Task requirements> Your copy should hold only the lines from the one with "Mark one point on each instance of the green" to the one with "Target | railing", both included, each exactly as it stands below, with no pictures.

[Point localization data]

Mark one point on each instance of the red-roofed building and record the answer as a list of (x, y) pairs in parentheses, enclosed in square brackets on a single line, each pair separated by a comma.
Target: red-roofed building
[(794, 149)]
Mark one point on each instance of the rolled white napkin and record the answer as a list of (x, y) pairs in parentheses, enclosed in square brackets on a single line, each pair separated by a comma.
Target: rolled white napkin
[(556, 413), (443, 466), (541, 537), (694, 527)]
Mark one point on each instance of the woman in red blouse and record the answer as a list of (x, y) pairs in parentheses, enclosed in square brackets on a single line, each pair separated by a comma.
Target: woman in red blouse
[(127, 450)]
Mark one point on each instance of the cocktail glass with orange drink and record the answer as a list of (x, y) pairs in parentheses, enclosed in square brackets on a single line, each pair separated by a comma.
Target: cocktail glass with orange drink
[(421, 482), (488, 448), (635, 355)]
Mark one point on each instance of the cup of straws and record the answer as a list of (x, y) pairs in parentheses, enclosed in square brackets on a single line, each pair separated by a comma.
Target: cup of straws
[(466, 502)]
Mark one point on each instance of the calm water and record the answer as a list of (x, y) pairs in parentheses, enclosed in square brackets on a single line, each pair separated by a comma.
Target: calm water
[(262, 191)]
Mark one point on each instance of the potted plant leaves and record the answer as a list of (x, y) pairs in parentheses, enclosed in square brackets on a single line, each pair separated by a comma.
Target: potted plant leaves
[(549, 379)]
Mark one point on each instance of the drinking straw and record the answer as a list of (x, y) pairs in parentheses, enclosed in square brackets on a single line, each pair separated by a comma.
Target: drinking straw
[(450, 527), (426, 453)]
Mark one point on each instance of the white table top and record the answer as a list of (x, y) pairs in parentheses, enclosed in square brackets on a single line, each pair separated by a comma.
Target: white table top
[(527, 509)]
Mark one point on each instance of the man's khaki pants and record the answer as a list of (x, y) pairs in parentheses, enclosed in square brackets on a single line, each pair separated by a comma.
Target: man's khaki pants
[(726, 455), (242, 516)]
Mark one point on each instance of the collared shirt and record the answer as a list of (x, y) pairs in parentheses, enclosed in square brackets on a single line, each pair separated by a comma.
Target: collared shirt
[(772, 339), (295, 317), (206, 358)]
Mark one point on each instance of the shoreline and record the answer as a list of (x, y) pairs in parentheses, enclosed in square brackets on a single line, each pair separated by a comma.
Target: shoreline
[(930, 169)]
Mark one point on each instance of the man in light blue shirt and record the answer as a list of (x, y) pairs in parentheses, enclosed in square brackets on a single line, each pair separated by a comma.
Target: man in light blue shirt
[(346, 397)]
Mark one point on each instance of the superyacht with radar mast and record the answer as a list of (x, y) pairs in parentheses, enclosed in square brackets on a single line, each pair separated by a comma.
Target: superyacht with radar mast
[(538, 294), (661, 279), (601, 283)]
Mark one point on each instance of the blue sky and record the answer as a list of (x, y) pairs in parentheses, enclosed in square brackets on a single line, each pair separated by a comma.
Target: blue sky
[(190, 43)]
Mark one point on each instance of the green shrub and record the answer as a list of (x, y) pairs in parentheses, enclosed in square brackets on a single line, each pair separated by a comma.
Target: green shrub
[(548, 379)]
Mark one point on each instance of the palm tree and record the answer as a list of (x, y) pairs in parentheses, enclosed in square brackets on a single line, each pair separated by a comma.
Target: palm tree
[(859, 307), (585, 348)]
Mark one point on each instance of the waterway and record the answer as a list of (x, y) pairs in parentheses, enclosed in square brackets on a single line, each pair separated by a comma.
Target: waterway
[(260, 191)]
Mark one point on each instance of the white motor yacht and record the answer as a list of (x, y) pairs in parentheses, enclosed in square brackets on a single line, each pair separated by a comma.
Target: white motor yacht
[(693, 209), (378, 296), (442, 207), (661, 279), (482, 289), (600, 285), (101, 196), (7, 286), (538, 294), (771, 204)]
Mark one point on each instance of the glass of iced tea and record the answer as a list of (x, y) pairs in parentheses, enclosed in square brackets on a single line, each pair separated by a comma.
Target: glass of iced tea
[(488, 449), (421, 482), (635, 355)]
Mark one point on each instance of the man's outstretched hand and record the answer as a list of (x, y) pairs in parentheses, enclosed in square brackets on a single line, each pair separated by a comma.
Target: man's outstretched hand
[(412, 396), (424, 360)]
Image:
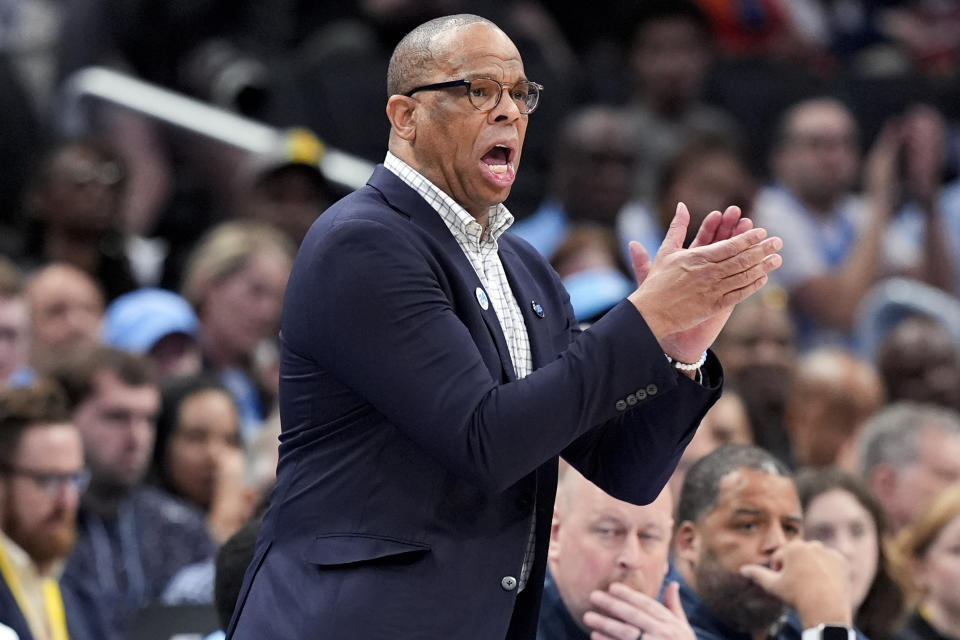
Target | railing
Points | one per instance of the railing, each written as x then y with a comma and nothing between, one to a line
193,115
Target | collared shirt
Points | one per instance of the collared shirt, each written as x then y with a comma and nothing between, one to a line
31,583
480,247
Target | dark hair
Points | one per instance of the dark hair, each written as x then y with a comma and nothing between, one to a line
77,373
174,393
701,486
11,279
783,132
231,565
883,605
21,408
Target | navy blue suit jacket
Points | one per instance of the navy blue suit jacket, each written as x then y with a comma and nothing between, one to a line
411,459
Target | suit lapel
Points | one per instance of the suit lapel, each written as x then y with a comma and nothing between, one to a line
409,203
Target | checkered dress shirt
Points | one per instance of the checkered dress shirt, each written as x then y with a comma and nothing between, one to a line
480,248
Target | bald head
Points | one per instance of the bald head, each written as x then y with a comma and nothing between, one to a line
418,52
817,153
831,395
597,540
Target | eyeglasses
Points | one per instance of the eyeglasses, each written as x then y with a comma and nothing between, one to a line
485,93
50,482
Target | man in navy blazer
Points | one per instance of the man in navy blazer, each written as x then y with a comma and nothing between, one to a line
432,372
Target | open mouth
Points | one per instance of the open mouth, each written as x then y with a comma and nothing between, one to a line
499,163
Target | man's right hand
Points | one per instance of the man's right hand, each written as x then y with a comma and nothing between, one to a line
686,295
810,578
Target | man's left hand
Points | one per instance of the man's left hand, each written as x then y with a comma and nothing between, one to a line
715,227
623,613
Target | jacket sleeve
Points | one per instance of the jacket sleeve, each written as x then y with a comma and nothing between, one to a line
369,308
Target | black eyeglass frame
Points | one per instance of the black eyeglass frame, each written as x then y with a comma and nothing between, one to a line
466,83
50,482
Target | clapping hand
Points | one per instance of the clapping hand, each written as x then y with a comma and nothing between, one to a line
687,295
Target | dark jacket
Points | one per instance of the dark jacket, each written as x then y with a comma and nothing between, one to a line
411,460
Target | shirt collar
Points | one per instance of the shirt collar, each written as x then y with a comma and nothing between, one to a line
499,220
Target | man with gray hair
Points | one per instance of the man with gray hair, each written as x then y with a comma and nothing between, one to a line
909,452
432,371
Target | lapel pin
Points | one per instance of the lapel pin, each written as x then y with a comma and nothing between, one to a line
482,299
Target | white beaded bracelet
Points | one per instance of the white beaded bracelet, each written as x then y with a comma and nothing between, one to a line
683,366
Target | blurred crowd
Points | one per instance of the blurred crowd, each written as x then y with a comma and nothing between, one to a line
142,267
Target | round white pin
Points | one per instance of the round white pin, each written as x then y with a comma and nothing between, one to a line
483,299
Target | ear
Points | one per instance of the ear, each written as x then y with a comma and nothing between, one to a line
401,111
686,543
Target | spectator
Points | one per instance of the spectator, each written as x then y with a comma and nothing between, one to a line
158,323
670,53
927,551
41,480
198,455
235,280
590,178
740,555
920,362
607,562
14,323
590,265
908,454
132,538
287,192
840,512
73,214
838,249
726,423
831,396
66,313
759,352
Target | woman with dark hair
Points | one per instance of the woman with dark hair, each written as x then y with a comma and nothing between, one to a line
198,454
839,511
928,555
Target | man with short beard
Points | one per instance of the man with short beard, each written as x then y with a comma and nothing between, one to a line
132,538
41,479
741,560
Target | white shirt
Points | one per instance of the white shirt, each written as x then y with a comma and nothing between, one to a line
480,246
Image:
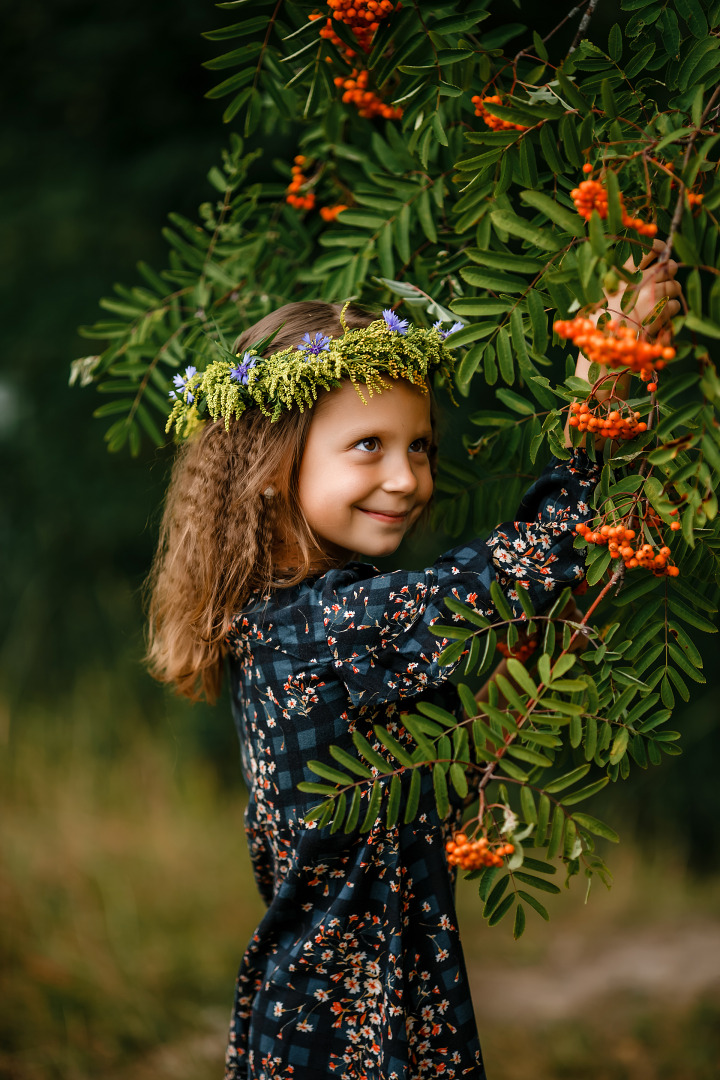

Result of the exercise>
Mark one point on each instance of the green shrub and record the answer as a list of (x, y) pairs in parentheses, enclosed in square brackets on a single line, each pair separated by a comma.
Target: green shrub
[(548, 379)]
Mark one point on each instance of the palm tree and record the answer as a list of (x, y) pairs in parentheses, enclosed in square brackets on a single line, each pair separated by a comma.
Target: palm tree
[(859, 307), (585, 348)]
Mark one point on each instance of the waterway and record the answer as a list of (x, y) pairs in parentheses, enclosed in square brackets on a single line, each pair separated by a comma.
Target: waterway
[(260, 191)]
Mark one point on each instance of the white motor yacht and record the answer as a list of (x, y) pairs in parentheses, enclosed in square brackets on a single line, each pair separated by a comma.
Target: white motor yacht
[(693, 209), (378, 296), (442, 207), (661, 279), (482, 289), (600, 285), (101, 196), (7, 286), (538, 294), (771, 204)]
Mark one point on each instance of the glass of iced tea and record the answer as a list of (x, y) pairs in parentheses, enclosed in square brackets on a single line, each pair separated by a comma.
Target: glass of iced tea
[(488, 449), (421, 482), (635, 355)]
Mark one point on each instance of the man's outstretched hand and record the answer as a list of (x, y) pairs in parentheses, enclosed in square brackets on a single line, each pair separated by a comma.
Target: man's outstretched hand
[(412, 396), (424, 360)]
Image:
Target | railing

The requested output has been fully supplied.